SECTION 5.9 Nature of Receivables. Each Receivable sold hereunder by such Originator and included in the calculation of Net Receivables Pool Balance as an Eligible Receivable is, on the date of such calculation, an Eligible Receivable.

SECTION 5.10 Credit and Collection Policy. Such Originator has complied in all material respects with its Credit and Collection Policy in regard to each Receivable sold or conveyed by it hereunder and the related Contract.

SECTION 5.11 Investment Company. Such Originator is not and will not become as a result of the transactions contemplated by the Transaction Documents, an “investment company,” or a company “controlled” by an “investment company,” within the meaning of the Investment Company Act of 1940, as amended. In addition, such Originator is not a “covered fund” under Section 13 of the U.S. Bank Holding Company Act of 1956, as amended, and the applicable rules and regulations thereunder.

SECTION 5.12 Compliance with Transaction Documents. Such Originator has complied in all material respects with all of the terms, covenants and agreements contained in this Agreement and the other Transaction Documents to which it is a party and that are applicable to it.

SECTION 5.13 Taxes. Such Originator has filed or caused to be filed all U.S. federal income tax returns and all other material returns, statements, forms and reports for taxes, domestic or foreign, required to be filed by it and has paid or has made adequate provision for payment of, all taxes payable by it which have become due or any assessments made against it or any of its property and all other material taxes, fees or other charges imposed on it or any of its property by any Governmental Authority other than, in each case (a) any taxes or assessments that are being contested in good faith and by appropriate proceedings diligently conducted, and for which adequate reserves have been set aside in accordance with GAAP, or (b) to the extent that the failure to do so would not reasonably be expected to result in a Material Adverse Effect.

• WHAT TO PRODUCE: Restate the originator representations from the words that begin "SECTION 5.11 Investment" through "applicable to it.", swapping "Transaction Documents" for "Operative Documents".

• INFORMATION SUPPLIED:
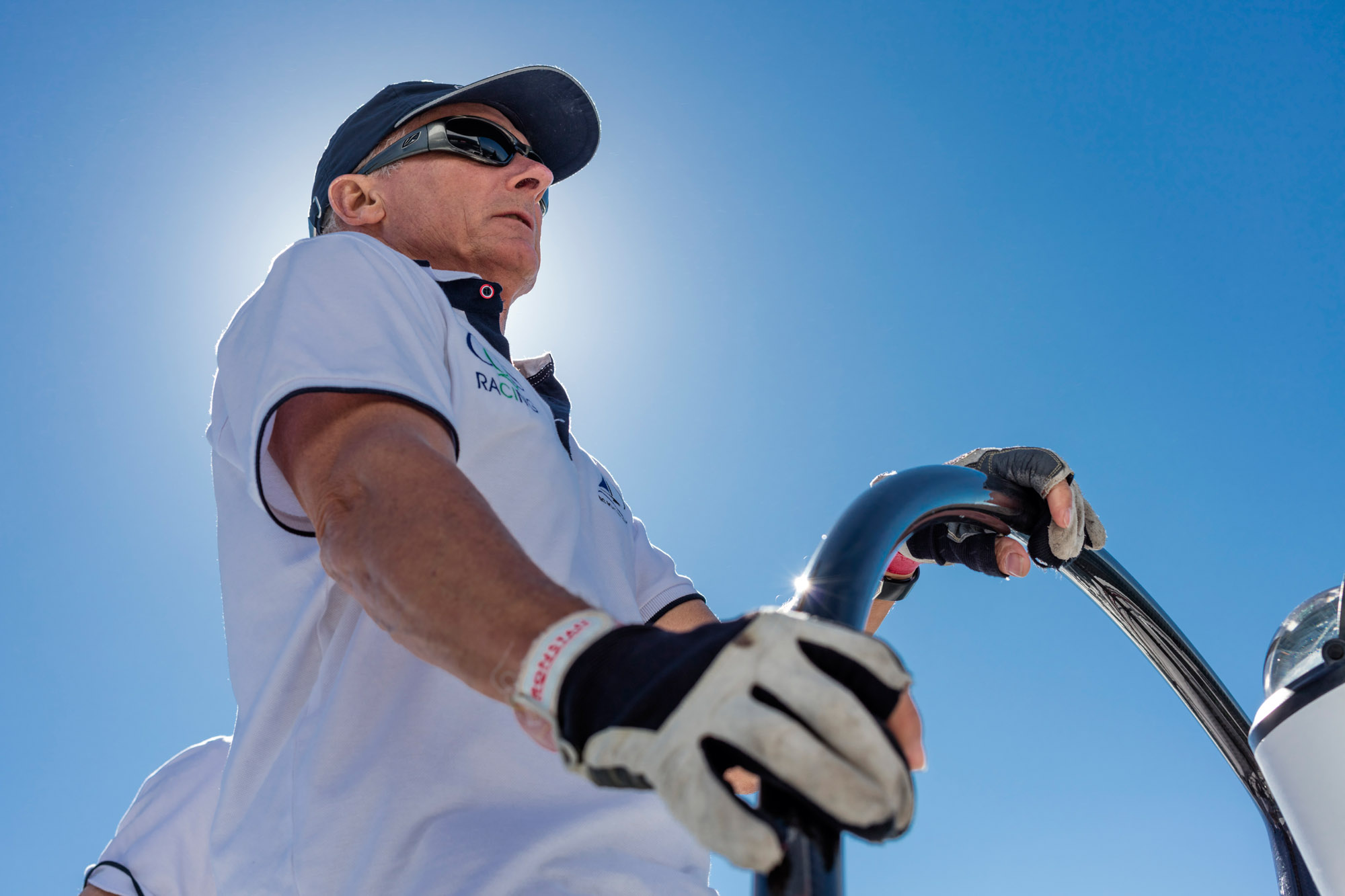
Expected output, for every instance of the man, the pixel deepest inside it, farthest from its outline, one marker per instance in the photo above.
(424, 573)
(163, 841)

--

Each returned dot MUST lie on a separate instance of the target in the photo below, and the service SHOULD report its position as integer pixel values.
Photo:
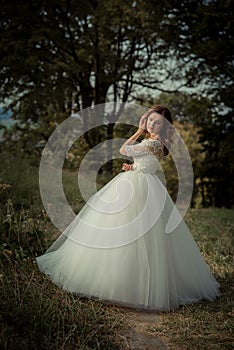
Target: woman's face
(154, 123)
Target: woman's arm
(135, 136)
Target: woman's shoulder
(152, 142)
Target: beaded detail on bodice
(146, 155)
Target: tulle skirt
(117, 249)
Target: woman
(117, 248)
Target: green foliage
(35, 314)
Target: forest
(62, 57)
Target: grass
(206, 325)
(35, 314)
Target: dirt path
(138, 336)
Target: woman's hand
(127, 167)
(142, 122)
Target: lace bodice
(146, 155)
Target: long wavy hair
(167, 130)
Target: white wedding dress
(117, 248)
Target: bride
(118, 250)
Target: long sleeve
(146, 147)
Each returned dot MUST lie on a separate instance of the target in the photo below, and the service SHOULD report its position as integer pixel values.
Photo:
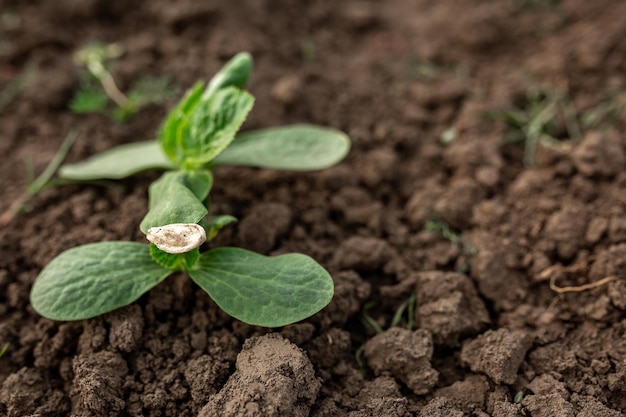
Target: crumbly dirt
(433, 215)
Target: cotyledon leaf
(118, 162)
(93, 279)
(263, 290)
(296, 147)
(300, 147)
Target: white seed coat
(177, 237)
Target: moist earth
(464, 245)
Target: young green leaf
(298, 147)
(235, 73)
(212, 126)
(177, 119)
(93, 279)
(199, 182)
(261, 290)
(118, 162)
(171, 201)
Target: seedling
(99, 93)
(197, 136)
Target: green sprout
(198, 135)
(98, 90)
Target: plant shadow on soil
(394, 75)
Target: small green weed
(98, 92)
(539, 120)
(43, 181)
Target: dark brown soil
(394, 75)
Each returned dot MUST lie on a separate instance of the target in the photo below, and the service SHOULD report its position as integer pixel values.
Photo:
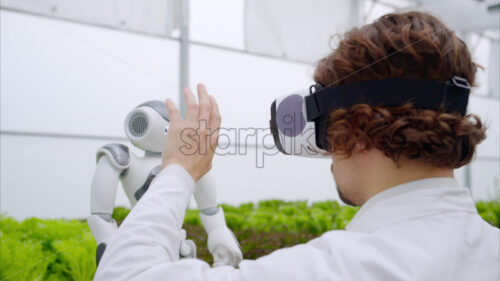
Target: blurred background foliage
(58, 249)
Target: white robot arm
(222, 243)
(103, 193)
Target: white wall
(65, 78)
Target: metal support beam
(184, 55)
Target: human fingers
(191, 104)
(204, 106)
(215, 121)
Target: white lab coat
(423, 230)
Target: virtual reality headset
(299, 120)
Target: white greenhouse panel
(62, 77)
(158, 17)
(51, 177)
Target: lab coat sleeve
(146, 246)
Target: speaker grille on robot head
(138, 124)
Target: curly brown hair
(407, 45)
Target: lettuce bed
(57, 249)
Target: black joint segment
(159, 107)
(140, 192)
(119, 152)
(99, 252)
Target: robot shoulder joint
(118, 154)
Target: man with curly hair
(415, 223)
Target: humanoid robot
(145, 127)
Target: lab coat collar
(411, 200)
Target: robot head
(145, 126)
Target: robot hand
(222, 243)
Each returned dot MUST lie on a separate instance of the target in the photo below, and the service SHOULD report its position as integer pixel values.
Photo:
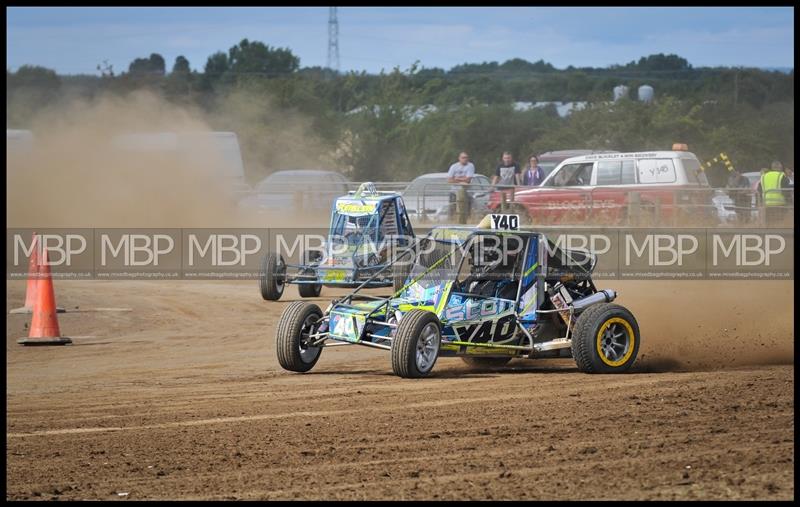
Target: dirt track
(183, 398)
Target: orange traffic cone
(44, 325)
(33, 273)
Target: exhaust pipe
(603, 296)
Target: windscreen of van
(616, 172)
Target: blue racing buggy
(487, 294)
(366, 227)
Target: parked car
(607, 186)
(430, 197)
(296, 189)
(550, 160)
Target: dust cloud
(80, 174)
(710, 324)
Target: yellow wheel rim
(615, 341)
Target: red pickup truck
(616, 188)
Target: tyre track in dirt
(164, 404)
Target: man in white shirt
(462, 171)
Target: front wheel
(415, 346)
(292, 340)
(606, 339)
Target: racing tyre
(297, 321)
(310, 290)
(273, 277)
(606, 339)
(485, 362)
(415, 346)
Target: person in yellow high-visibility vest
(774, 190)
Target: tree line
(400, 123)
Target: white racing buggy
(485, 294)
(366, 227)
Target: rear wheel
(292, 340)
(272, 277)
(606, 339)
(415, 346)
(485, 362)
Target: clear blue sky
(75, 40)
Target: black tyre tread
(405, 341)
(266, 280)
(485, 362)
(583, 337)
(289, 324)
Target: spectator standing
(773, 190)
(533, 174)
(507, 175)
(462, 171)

• ANSWER TO THIS PROBLEM:
SECTION 5.11 Investment Company. Such Originator is not and will not become as a result of the transactions contemplated by the Operative Documents, an “investment company,” or a company “controlled” by an “investment company,” within the meaning of the Investment Company Act of 1940, as amended. In addition, such Originator is not a “covered fund” under Section 13 of the U.S. Bank Holding Company Act of 1956, as amended, and the applicable rules and regulations thereunder.

SECTION 5.12 Compliance with Operative Documents. Such Originator has complied in all material respects with all of the terms, covenants and agreements contained in this Agreement and the other Operative Documents to which it is a party and that are applicable to it.